_SET EXERCISE A_:
Using the tie waist dress tutorial, answer these:
(i) What widths of thin elastic does the tutorial say work well for the waist casing?
(ii) How far from the pressed waistline seam is the straight stitch that creates the flap?
(iii) How wide should the strip for the tie be cut?
_SET EXERCISE B_: Carry on the tie waist dress tutorial from its last step.

_DOCUMENT SECTION_:
++++++

Tie Waist Rhapsody Dress

As written the Rhapsody Dress calls for thin elastic (1/2″ or 3/8″ works well) in a casing at the waist. Thin elastic can be really hard to find these days due to all the mask-making going on. So today I’m going to show you how to do a tie waist instead of using that precious elastic.

  1. Before we begin construction, find the center of the front skirt piece and mark small buttonhole placement markings on either side of the center front marking. 1/2″ should be a nice size (either horizontal or verticle is fine, just stay out of the 3/8″ seam allowance). Fuse fusible interfacing close to the raw edge on the wrong side, covering both markings.
  2. Follow the pattern has written through page 17, step 2 where you align the bodice to the skirt at the waistline, right sides together. Once those pieces are aligned, serge or straight stitch using a 3/8″ seam allowance.
  3. Turn the dress right side out. Now, tuck the bodice into the skirt so wrong of the bodice is facing the wrong side of the skirt. Press along the waistline to get a crisp seam. Straight stitch 1″ from that seam. This will create a ‘flap’ that will be our new casing.
  4. Work your buttonholes at the markings.
  5. Press the flap up. This now the casing.
  6. Pin the casing up, all the way around the dress.
  7. Straight stitch as close as possible to the top seam.
  8. Your casing is ready for the tie! To create the tie, cut a strip long enough to go around your waist plus about 15″-20″ by 1 1/2″ wide. Straight stitch around strip leaving one short end open. Turn strip right side out with a turning tool. I like using the EZ Point & Turner but I’ve heard good things about Dritz’s Quick Turn as well. OR, you could just use 1/2″ wide bias tape and avoid turning completely. EZ Point and Turner Tool - Notion
  9. Insert your tie into one buttonhole using a bodkin or safety pin. Run it through the casing and out the other buttonhole. Try the dress on and adjust the tie to evenly gather.

++++++

_DATA ROWS_:
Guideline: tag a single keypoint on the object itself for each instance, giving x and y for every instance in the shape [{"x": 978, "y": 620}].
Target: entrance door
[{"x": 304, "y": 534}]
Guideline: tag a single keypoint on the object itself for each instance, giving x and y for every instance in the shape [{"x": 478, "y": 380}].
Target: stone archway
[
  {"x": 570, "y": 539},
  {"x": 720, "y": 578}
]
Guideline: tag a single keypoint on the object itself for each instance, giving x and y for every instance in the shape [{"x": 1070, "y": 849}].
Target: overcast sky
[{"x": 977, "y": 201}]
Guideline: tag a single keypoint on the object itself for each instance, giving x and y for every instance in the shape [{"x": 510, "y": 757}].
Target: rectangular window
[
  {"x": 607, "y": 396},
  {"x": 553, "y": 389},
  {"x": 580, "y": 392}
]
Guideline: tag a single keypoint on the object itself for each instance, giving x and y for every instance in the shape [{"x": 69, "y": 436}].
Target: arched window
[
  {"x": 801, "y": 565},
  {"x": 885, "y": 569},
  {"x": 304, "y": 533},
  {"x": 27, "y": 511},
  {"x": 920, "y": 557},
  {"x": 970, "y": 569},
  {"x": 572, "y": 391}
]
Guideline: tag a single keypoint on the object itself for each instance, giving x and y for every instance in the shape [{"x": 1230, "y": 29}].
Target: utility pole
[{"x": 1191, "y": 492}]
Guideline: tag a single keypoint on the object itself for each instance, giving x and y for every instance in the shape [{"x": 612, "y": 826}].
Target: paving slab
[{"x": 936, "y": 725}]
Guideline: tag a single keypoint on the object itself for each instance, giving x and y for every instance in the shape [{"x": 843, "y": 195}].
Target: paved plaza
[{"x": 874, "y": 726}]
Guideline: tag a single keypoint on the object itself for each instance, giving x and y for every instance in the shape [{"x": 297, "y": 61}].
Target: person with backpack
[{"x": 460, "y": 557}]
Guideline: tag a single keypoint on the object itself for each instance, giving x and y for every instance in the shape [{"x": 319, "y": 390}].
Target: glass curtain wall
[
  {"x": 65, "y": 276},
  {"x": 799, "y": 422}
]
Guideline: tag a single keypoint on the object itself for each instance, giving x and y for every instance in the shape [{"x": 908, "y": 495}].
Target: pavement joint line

++++++

_RESPONSE A_:
(i) 1/2″ or 3/8″
(ii) 1″
(iii) 1 1/2″

_RESPONSE B_:
That’s it! You now have a Rhapsody Dress with a tie waist instead of elastic.


Pam has another hack for you– Create a Continuous Neckline

Hello! I’m Pam @rocketcitysewist and I’m excited to show another neckline version of the super versatile Rhapsody Blouse and Dress. It’s an easy little hack that gives a different look to the neckline and can offer a bit more modesty if you need it. Let’s get started!

Since we are only changing the neckline, there is only one slight change you will need to make when cutting out your pattern. In order to give a more substantial feel to the neckline band, cut your bias strips 2” wide. You will only need about a yard of the bias instead of the full two yards.

Instead of using a bias tape maker, I prefer to fold and press this small amount of bias myself. First, fold the strip in half lengthwise. Unfold it and then fold one long edge in to meet the first crease line. Give that a careful press without ironing out the first crease in the middle. Finally, fold it together and press it one more time. Notice that I didn’t fold in one long edge at all. That’s the side we will be stitching from first so there is no need to bother with a crease on that side.

Follow the directions for your chosen view of the Rhapsody all the way through until you get to the steps for the neckline. Sew a nice short stay stitch 1/4” at the bottom of the V, about an inch on either side of the point. Snip close to the stitching without snipping through it at the bottom of the V. Since our bias is a little wider, snipping here is going to make attaching the bias easier.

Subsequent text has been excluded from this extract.